• _Your instructions_
Gather every line of the listing that contains the word "exact", and copy each such line in full.

+===+

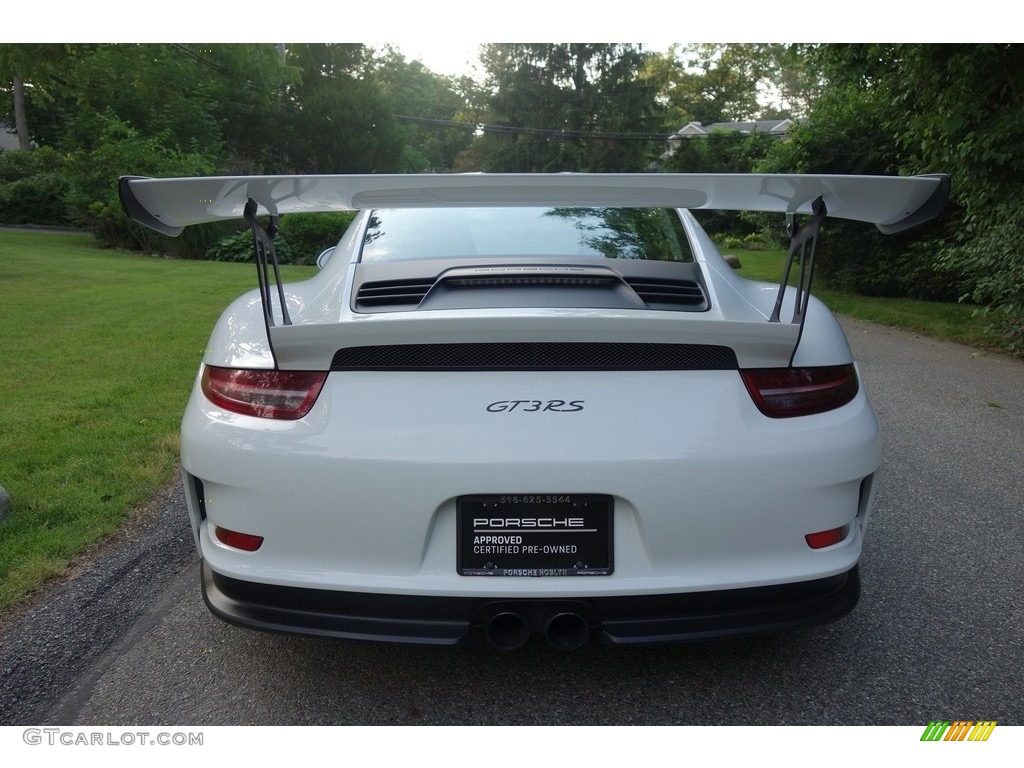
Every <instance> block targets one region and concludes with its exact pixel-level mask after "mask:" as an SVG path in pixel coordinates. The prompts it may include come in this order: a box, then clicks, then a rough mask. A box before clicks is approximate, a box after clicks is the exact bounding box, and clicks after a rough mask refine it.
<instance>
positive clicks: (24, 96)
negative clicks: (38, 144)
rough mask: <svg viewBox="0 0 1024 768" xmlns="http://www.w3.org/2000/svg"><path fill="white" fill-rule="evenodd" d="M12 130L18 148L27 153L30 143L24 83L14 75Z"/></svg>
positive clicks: (29, 145)
mask: <svg viewBox="0 0 1024 768" xmlns="http://www.w3.org/2000/svg"><path fill="white" fill-rule="evenodd" d="M14 128H15V129H16V130H17V145H18V147H19V148H22V150H25V151H26V152H28V151H29V150H31V148H32V143H31V142H30V141H29V121H28V119H27V118H26V117H25V83H23V82H22V78H19V77H18V76H17V75H14Z"/></svg>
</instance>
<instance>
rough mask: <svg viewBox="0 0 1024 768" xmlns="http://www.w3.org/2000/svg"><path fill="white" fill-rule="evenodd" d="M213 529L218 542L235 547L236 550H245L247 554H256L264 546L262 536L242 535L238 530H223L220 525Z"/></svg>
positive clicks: (214, 527)
mask: <svg viewBox="0 0 1024 768" xmlns="http://www.w3.org/2000/svg"><path fill="white" fill-rule="evenodd" d="M213 529H214V535H215V536H216V537H217V539H218V541H220V542H221V543H222V544H226V545H227V546H228V547H234V549H241V550H245V551H246V552H255V551H256V550H258V549H259V548H260V547H262V546H263V537H261V536H254V535H253V534H242V532H239V531H238V530H228V529H227V528H222V527H220V526H219V525H214V528H213Z"/></svg>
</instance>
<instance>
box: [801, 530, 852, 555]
mask: <svg viewBox="0 0 1024 768" xmlns="http://www.w3.org/2000/svg"><path fill="white" fill-rule="evenodd" d="M849 532H850V526H849V525H843V526H842V527H839V528H829V529H828V530H819V531H818V532H817V534H808V535H807V536H805V537H804V539H806V540H807V546H808V547H810V548H811V549H822V548H824V547H830V546H833V545H834V544H839V543H840V542H842V541H843V540H844V539H846V535H847V534H849Z"/></svg>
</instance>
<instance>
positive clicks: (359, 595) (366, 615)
mask: <svg viewBox="0 0 1024 768" xmlns="http://www.w3.org/2000/svg"><path fill="white" fill-rule="evenodd" d="M201 568H202V577H203V579H202V581H203V595H204V598H205V599H206V603H207V605H208V606H209V607H210V610H211V611H213V613H214V614H215V615H217V616H219V617H220V618H222V620H224V621H225V622H229V623H231V624H237V625H240V626H243V627H248V628H252V629H260V630H267V631H273V632H285V633H291V634H299V635H313V636H318V637H333V638H344V639H354V640H374V641H381V642H395V643H413V644H421V645H456V644H458V643H460V642H462V641H463V640H465V639H466V638H467V637H468V635H469V633H470V631H472V630H474V629H478V628H479V629H482V628H484V627H486V626H487V625H488V624H489V623H490V622H492V621H493V620H494V618H495V617H496V616H507V615H509V614H513V615H515V616H516V617H517V620H518V621H521V624H522V625H523V626H524V627H526V628H528V630H529V631H530V632H543V631H544V629H545V627H546V626H547V625H548V624H549V623H550V621H551V618H552V617H553V616H557V615H560V614H565V613H569V614H572V615H574V616H578V617H579V618H581V620H582V622H581V624H582V623H583V622H585V623H586V624H587V626H588V627H589V628H590V632H591V634H597V635H598V636H599V637H600V638H601V640H602V641H603V642H604V643H605V644H607V645H642V644H651V643H677V642H696V641H701V640H716V639H723V638H734V637H744V636H750V635H760V634H764V633H771V632H779V631H782V630H790V629H795V628H798V627H804V626H808V625H814V624H824V623H827V622H833V621H836V620H837V618H840V617H841V616H843V615H845V614H846V613H848V612H849V611H850V610H852V609H853V607H854V606H855V605H856V604H857V600H858V598H859V596H860V577H859V572H858V569H857V567H856V566H854V567H853V568H851V569H850V570H848V571H847V572H845V573H841V574H839V575H835V577H829V578H827V579H818V580H814V581H810V582H802V583H798V584H785V585H778V586H771V587H756V588H749V589H736V590H722V591H716V592H702V593H682V594H669V595H640V596H622V597H583V598H569V599H551V598H523V599H506V598H501V599H496V598H493V597H423V596H410V595H388V594H372V593H355V592H335V591H331V590H315V589H301V588H295V587H280V586H273V585H265V584H257V583H254V582H245V581H241V580H238V579H231V578H228V577H224V575H221V574H219V573H217V572H215V571H214V570H212V569H211V568H210V567H209V565H208V564H207V563H206V561H205V560H204V561H202V563H201Z"/></svg>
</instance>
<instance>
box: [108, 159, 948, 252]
mask: <svg viewBox="0 0 1024 768" xmlns="http://www.w3.org/2000/svg"><path fill="white" fill-rule="evenodd" d="M120 193H121V203H122V205H123V206H124V209H125V212H126V213H127V214H128V215H129V216H130V217H131V218H132V219H134V220H135V221H137V222H138V223H140V224H144V225H146V226H148V227H152V228H153V229H156V230H157V231H159V232H163V233H164V234H169V236H171V237H176V236H178V234H180V233H181V230H182V229H183V228H184V227H185V226H188V225H190V224H201V223H204V222H208V221H217V220H221V219H231V218H243V217H244V216H245V212H246V206H247V205H248V204H249V201H250V200H251V201H253V202H254V203H255V204H256V206H257V208H258V213H259V214H269V215H271V216H280V215H282V214H285V213H315V212H323V211H342V210H359V209H366V208H438V207H447V206H463V207H466V206H538V207H540V206H578V207H591V206H613V207H621V208H644V207H657V208H691V209H703V208H707V209H719V210H733V211H773V212H776V213H788V214H797V213H805V214H809V213H812V210H811V206H812V204H813V203H814V201H815V200H818V199H820V200H821V201H822V202H823V203H824V205H825V208H826V210H827V212H828V215H829V216H834V217H836V218H843V219H851V220H853V221H864V222H868V223H871V224H874V225H876V226H878V227H879V229H881V230H882V231H883V232H886V233H891V232H898V231H902V230H903V229H908V228H910V227H913V226H916V225H918V224H921V223H924V222H925V221H928V220H930V219H932V218H935V217H936V216H938V215H939V213H941V212H942V209H943V207H944V205H945V201H946V197H947V196H948V193H949V180H948V178H947V177H946V176H944V175H939V174H936V175H930V176H840V175H814V174H744V173H734V174H727V173H706V174H700V173H695V174H684V173H637V174H632V173H557V174H543V173H541V174H537V173H494V174H482V173H481V174H472V173H470V174H392V175H388V174H379V175H378V174H372V175H337V176H323V175H305V176H205V177H195V178H168V179H151V178H139V177H130V176H125V177H123V178H122V179H121V184H120Z"/></svg>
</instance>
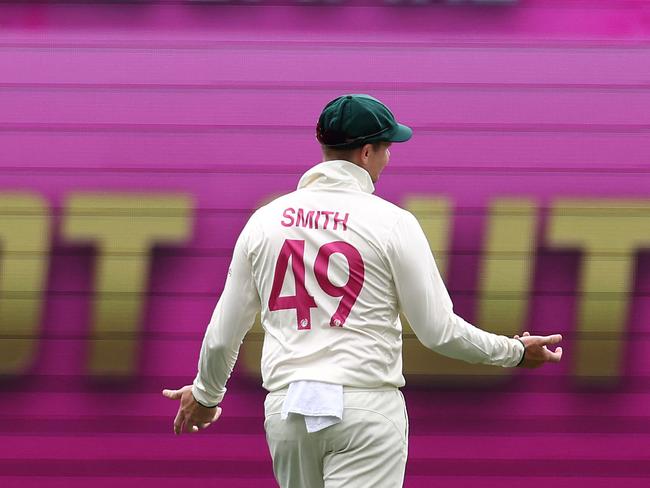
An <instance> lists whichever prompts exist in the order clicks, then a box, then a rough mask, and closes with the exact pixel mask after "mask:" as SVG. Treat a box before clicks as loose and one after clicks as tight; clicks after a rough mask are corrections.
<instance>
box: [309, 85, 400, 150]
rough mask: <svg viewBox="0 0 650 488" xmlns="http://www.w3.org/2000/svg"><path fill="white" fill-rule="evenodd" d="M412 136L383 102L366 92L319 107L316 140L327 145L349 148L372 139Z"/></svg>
mask: <svg viewBox="0 0 650 488" xmlns="http://www.w3.org/2000/svg"><path fill="white" fill-rule="evenodd" d="M412 135H413V130H412V129H411V128H410V127H407V126H405V125H402V124H399V123H398V122H397V121H396V120H395V116H394V115H393V112H391V111H390V110H389V109H388V107H387V106H386V105H384V104H383V103H381V102H380V101H379V100H377V99H376V98H373V97H371V96H370V95H342V96H340V97H338V98H335V99H334V100H332V101H331V102H329V103H328V104H327V105H325V108H324V109H323V112H322V113H321V114H320V117H319V118H318V124H317V125H316V139H318V142H320V143H321V144H323V145H325V146H328V147H340V148H353V147H359V146H363V145H364V144H369V143H372V142H380V141H384V142H405V141H408V140H409V139H410V138H411V136H412Z"/></svg>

+===+

• _The answer_
Every <instance> block targets one region and concludes with its exact pixel-level mask after "mask:" as an SVG path in pixel coordinates. The prompts it may include come in this order: a box, then clicks, then a rough mask. A box before clicks is approximate, a box after clicks is the exact bounding box, and clicks after a rough mask refine it.
An <instance> lists whichever prompts exist in the order clicks, then a box, then a rough mask, and closes with the exact pixel mask after "mask:" as SVG. Treat a box before clicks as loose and one after clicks as tight; clicks after a rough mask are corrections.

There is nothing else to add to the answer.